Written task -> Reproduce the listing from the line with "Name the bounding box of the wooden" through the end of the listing, requests included. Multiply every bounding box coordinate in the answers by 1.35 and round to whole numbers, with halves rounded up, while leaving the numbers in the requests and their format samples unchanged.

--

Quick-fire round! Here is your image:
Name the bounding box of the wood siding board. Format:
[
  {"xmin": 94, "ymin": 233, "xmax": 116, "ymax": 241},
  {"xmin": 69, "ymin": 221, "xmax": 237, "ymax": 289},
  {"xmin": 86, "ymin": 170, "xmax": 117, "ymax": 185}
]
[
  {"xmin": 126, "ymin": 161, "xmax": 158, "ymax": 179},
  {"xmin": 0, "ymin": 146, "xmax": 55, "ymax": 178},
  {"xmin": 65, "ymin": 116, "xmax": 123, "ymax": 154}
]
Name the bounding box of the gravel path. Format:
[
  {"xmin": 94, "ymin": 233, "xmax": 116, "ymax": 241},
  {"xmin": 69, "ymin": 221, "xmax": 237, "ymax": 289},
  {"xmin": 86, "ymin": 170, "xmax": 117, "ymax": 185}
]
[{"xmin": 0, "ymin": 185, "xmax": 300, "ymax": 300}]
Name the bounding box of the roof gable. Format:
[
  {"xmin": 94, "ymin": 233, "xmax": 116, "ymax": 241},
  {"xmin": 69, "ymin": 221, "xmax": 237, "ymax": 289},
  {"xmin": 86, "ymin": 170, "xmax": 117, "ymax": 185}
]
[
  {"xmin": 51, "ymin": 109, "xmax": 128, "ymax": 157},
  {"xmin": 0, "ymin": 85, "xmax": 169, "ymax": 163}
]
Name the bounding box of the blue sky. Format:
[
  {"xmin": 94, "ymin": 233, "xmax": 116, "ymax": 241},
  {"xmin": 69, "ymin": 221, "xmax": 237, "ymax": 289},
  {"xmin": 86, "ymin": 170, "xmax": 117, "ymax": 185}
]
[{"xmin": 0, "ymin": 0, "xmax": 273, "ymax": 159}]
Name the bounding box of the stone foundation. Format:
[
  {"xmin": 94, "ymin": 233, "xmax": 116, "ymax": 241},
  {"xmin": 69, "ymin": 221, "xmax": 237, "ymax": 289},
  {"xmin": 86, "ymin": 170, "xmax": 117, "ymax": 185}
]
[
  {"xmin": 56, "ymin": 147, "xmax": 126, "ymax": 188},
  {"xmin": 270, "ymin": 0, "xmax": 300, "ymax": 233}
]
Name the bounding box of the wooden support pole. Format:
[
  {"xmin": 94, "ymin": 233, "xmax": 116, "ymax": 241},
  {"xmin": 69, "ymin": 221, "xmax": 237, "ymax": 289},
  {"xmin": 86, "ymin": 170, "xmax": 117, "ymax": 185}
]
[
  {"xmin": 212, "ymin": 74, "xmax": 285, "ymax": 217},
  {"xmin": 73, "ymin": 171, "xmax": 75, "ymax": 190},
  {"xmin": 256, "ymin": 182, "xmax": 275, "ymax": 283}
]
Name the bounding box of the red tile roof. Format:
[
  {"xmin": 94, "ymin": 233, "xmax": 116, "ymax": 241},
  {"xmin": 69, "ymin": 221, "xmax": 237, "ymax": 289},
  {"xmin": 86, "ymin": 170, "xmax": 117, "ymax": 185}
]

--

The completed task ->
Name the bounding box of the wooden support pole. Format:
[
  {"xmin": 94, "ymin": 233, "xmax": 116, "ymax": 241},
  {"xmin": 69, "ymin": 221, "xmax": 237, "ymax": 289},
  {"xmin": 86, "ymin": 170, "xmax": 117, "ymax": 185}
]
[
  {"xmin": 286, "ymin": 100, "xmax": 385, "ymax": 293},
  {"xmin": 99, "ymin": 231, "xmax": 101, "ymax": 257},
  {"xmin": 346, "ymin": 246, "xmax": 371, "ymax": 382}
]
Name the bounding box of the red tile roof. Format:
[
  {"xmin": 94, "ymin": 233, "xmax": 116, "ymax": 241},
  {"xmin": 69, "ymin": 221, "xmax": 237, "ymax": 289},
  {"xmin": 86, "ymin": 170, "xmax": 117, "ymax": 185}
]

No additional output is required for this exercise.